*** Opening of PROVIDED DATA ***

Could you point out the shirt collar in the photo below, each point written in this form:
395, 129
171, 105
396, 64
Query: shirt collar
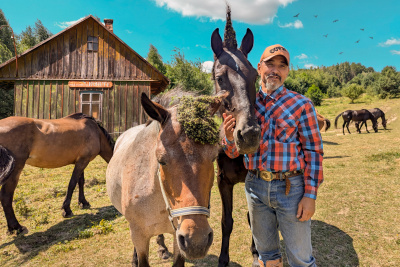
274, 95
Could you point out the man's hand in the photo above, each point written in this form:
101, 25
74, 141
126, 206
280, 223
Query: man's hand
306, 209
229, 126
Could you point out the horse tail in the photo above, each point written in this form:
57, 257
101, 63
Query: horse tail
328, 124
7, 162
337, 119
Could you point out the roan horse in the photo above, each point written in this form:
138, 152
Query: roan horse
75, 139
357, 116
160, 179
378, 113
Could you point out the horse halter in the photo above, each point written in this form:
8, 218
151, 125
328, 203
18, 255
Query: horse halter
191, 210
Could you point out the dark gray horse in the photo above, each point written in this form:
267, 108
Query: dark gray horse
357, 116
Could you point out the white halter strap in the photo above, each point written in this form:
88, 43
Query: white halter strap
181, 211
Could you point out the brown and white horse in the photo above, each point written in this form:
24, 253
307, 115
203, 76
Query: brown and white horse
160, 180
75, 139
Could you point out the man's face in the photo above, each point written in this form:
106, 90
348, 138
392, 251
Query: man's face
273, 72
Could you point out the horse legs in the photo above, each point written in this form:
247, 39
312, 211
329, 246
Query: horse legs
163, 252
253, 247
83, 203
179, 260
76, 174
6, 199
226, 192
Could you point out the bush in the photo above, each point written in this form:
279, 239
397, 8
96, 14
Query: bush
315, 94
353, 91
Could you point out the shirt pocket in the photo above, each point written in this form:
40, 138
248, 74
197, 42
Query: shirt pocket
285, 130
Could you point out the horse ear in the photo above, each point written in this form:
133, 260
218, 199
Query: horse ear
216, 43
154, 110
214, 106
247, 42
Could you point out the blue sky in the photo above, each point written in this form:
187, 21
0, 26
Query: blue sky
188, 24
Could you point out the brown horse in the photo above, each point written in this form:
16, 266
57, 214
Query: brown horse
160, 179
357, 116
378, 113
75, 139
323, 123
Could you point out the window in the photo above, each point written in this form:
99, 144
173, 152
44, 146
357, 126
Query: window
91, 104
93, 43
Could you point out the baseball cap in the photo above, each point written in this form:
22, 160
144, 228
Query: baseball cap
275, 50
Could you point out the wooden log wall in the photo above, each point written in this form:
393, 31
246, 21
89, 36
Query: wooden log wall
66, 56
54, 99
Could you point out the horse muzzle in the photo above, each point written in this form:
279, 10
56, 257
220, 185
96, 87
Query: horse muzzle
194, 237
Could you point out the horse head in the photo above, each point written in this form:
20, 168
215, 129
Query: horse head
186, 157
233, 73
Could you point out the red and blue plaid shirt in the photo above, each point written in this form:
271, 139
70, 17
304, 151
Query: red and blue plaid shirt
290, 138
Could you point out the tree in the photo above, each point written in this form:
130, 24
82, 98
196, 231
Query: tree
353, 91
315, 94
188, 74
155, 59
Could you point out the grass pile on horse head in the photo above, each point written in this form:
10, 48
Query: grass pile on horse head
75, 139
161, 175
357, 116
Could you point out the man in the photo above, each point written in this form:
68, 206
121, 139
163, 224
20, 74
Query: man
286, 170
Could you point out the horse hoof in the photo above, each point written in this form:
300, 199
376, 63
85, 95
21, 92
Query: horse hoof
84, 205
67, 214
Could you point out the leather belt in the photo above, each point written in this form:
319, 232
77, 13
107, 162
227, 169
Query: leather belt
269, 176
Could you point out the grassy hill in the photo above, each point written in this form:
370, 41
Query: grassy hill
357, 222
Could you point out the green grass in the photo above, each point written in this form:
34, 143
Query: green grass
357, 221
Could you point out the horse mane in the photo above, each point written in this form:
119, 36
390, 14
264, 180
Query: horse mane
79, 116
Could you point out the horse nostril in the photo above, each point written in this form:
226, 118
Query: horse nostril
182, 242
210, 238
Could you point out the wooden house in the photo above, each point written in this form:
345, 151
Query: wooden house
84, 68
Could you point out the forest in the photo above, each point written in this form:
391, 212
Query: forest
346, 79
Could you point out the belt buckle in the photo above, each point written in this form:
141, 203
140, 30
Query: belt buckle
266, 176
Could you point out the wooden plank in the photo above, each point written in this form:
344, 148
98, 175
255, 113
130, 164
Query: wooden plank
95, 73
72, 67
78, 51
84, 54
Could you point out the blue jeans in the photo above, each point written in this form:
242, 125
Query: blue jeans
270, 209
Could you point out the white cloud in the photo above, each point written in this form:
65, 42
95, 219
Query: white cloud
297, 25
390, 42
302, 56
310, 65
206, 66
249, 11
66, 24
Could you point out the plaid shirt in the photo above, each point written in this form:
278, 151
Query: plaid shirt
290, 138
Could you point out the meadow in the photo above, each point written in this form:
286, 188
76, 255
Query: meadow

*** Close of PROVIDED DATA ***

» PROBLEM STATEMENT
The full listing must come back exactly as written, with its pictures left out.

» TASK RESULT
Could you point out the shirt collar in the photo below, each point written in this form:
395, 129
171, 105
396, 64
Query: shirt collar
274, 95
Could you point out the man's hand in the photo above, each point written in this form:
101, 25
74, 141
126, 206
280, 223
Query: man's hand
306, 209
229, 126
Could you point out the horse tail in the photo above, each point written in this form:
57, 257
101, 63
Query: horse tail
328, 124
7, 162
337, 119
Could you point out the roan horse in the photo above, each point written in this form:
138, 152
Query: roan horse
75, 139
357, 116
160, 179
378, 113
Could you point out the horse halter in the photo above, each point written in this form:
8, 218
151, 125
328, 203
18, 255
Query: horse halter
191, 210
Could you point out the dark gray horse in the photo above, each point written in this form:
267, 108
Query: dark gray horse
357, 116
Could you point out the white halter strap in the photo above, each point written in this form:
88, 43
Query: white halter strap
181, 211
Could you point out the brown and white horse in the photo above, each point written in this form:
24, 253
307, 115
203, 76
Query: brown and white horse
160, 180
75, 139
Could you point out the man's face in the photo above, each point written in this form:
106, 90
348, 138
392, 251
Query: man's face
273, 72
Could you point out the horse legs in the photo above, each point written in this form:
247, 39
312, 211
329, 246
Query: horse legs
163, 252
253, 247
83, 203
179, 260
76, 174
6, 199
226, 192
Could you point out the bush in the photo above, each point written in this form:
279, 239
397, 8
96, 14
Query: bush
315, 94
353, 91
Could you point out the shirt pocket in the photo above, each point written in this form:
40, 138
248, 74
197, 42
Query: shirt pocket
285, 130
Could you point out the horse ear in the photo above, each point written in this form:
133, 260
218, 199
Query: horse ear
216, 43
154, 110
214, 106
247, 42
Could you point out the blue sky in the photo above, each point written in this form:
187, 21
0, 26
Query: blue sky
188, 24
Could you point out the brown horse in the photo above, each point written in this form:
16, 266
57, 214
Query: brown horse
160, 179
357, 116
378, 113
75, 139
323, 123
Could you point out the window in the photo above, each point written in this form:
99, 144
173, 152
44, 146
357, 126
Query: window
91, 104
93, 43
Could you point out the baseball cap in the photo above, each point written in this form:
22, 160
144, 228
Query: baseball cap
275, 50
Could you point out the wooden log wall in the photo above, each point written in this form:
393, 31
246, 21
89, 36
Query: wooden log wall
66, 56
54, 99
Could you point out the horse muzzle in the photo above, each point written in this form:
279, 10
56, 257
220, 185
96, 87
Query: horse muzzle
194, 237
Could you point out the horse head in the photo above, each point written in this form:
20, 168
215, 129
Query: horse head
186, 157
233, 73
Could you point out the red and blue plaid shirt in the photo above, each point written in this form:
271, 139
70, 17
304, 151
Query: red and blue plaid shirt
290, 138
Could you point out the tree in the photo above, each point written in this form:
130, 24
82, 98
196, 231
Query: tree
353, 91
315, 94
188, 74
155, 59
Could you point out the grass pile on horse head in the photo above, each point written in this form:
10, 48
Query: grass pile on horse head
75, 139
161, 175
357, 116
Could you point out the man in the photo above, each point written in this form:
68, 206
121, 139
163, 224
20, 74
Query: man
286, 170
Could you point out the horse hoof in the photo above, each point written in this form:
300, 199
376, 63
85, 95
21, 92
Query: horse hoof
84, 205
67, 214
Could you point out the leather belt in the photo above, each point written in this form:
319, 232
77, 13
107, 162
227, 169
Query: leather belt
269, 176
Could you point out the grassy hill in the photo above, each point written in this form:
370, 41
Query: grassy hill
357, 222
Could you point out the green grass in the photo above, each point written in this form:
34, 143
Query: green grass
357, 221
Could you point out the horse mane in the photo above, each point written in this form:
119, 36
390, 14
264, 180
Query: horse mane
79, 116
Could you point out the horse nostril in the photo above, each point written in this form:
226, 118
Query: horse nostril
182, 242
210, 238
Could you point out the wooden house in the photo above, each point written in this form:
345, 151
Query: wooden house
84, 68
Could you point out the forest in the photo above, each point written in this form:
391, 212
Query: forest
346, 79
Could you point out the belt buckle in the photo above, each point written in this form:
141, 203
140, 30
Query: belt buckle
266, 176
Could you point out the wooden plank in the photo above, each point written in this form:
344, 148
98, 175
255, 113
130, 164
Query: wooden plank
95, 73
72, 67
78, 51
84, 54
Could you point out the blue jeans in the photo above, each point written in this form:
242, 125
Query: blue jeans
270, 209
Could you point out the white cloud in the photo above, each point written in this form:
65, 42
95, 219
Query: white cloud
297, 25
390, 42
302, 56
310, 65
206, 66
249, 11
66, 24
Could you point out the plaid shirt in the photo above, each point written in this form:
278, 151
Query: plaid shirt
290, 138
Could you point out the meadow in the photo above, each point written in this form:
286, 188
76, 255
Query: meadow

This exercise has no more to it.